• _Verilen Metin_
::::::::::
Diplomatik Başarı Sabote Edilmek Üzere
İran’ın Brezilya ve Türkiye’nin diplomatik girişimleriyle zenginleştirilmiş uranyumun takas edilmek üzere Türkiye’ye gönderilmesi anlaşması başta İsrail olmak üzere ABD ve bazı batılı ülkeleri tatmin etmedi.
Başbakan Recep Tayyip ERDOĞAN’ın İsrail’in tepesini attıracak şekilde defaatle dile getirdiği gibi Ortadoğu’yu kan gölüne çevirecek kadar tehlikeli silahlara sahip olan İsrail varken İran ile uğraşmak çifte standardın ötesinde bir şeydir. Çünkü İsrail'in elinde elan mevcut silahlara İran henüz saip olmamıştır. İkiyüzlülük buradadr. Yıllardır batılı ülkelerin temin ettiği imkânlarla nükleer silahlanmasını ürkütücü hale getiren İsrail hiçbir engelle karşılaşmamıştır. Dediğimiz gibi bugün İran’ın nükleer silahlanmasına karşı çıkan ülkeler İsrail’i bu silahlara sahip olmak için çeşitli şekilde desteklemiştir.
Sebep;
Kendi ülkelerini tehdit etmediğini sandıkları için mi?
Yoksa bu silahları kendilerinin de yerine kullanacakları için mi?
Doğrusu hayret etmemek elde değil.
Peki durum bu aşamaya getirilirken batılı ülkeler neden takası yeterli görmemektedirler? Fransa bunu makul bir adım olarak değerlendirdi derken o da bunun yeterli olmadığını dile getirmeye başladı.
::::::::::
[Konum etiketleme veri kümesinden alıntılar]
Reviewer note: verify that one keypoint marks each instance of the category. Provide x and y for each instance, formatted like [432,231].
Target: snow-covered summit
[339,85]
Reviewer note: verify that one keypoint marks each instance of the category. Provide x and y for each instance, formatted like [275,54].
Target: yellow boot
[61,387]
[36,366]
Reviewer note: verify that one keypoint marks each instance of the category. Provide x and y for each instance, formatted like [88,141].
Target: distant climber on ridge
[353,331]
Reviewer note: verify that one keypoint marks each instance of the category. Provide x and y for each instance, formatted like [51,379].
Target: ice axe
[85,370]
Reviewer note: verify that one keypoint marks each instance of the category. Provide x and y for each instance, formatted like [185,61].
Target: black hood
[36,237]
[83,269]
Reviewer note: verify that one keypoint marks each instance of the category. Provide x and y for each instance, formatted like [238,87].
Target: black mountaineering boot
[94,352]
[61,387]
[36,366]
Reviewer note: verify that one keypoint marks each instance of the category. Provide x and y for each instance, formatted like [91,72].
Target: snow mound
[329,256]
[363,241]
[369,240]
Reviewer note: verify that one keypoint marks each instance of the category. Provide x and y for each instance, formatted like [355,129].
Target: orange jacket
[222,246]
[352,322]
::::::::::
• _Görev Tanımı_
Uranyum takası konulu metni başlığıyla birlikte, tek bir harfine dokunmadan baştan sona tekrarlayın.

• _Alıştırma Çıktısı_
Diplomatik Başarı Sabote Edilmek Üzere
İran’ın Brezilya ve Türkiye’nin diplomatik girişimleriyle zenginleştirilmiş uranyumun takas edilmek üzere Türkiye’ye gönderilmesi anlaşması başta İsrail olmak üzere ABD ve bazı batılı ülkeleri tatmin etmedi.
Başbakan Recep Tayyip ERDOĞAN’ın İsrail’in tepesini attıracak şekilde defaatle dile getirdiği gibi Ortadoğu’yu kan gölüne çevirecek kadar tehlikeli silahlara sahip olan İsrail varken İran ile uğraşmak çifte standardın ötesinde bir şeydir. Çünkü İsrail'in elinde elan mevcut silahlara İran henüz saip olmamıştır. İkiyüzlülük buradadr. Yıllardır batılı ülkelerin temin ettiği imkânlarla nükleer silahlanmasını ürkütücü hale getiren İsrail hiçbir engelle karşılaşmamıştır. Dediğimiz gibi bugün İran’ın nükleer silahlanmasına karşı çıkan ülkeler İsrail’i bu silahlara sahip olmak için çeşitli şekilde desteklemiştir.
Sebep;
Kendi ülkelerini tehdit etmediğini sandıkları için mi?
Yoksa bu silahları kendilerinin de yerine kullanacakları için mi?
Doğrusu hayret etmemek elde değil.
Peki durum bu aşamaya getirilirken batılı ülkeler neden takası yeterli görmemektedirler? Fransa bunu makul bir adım olarak değerlendirdi derken o da bunun yeterli olmadığını dile getirmeye başladı.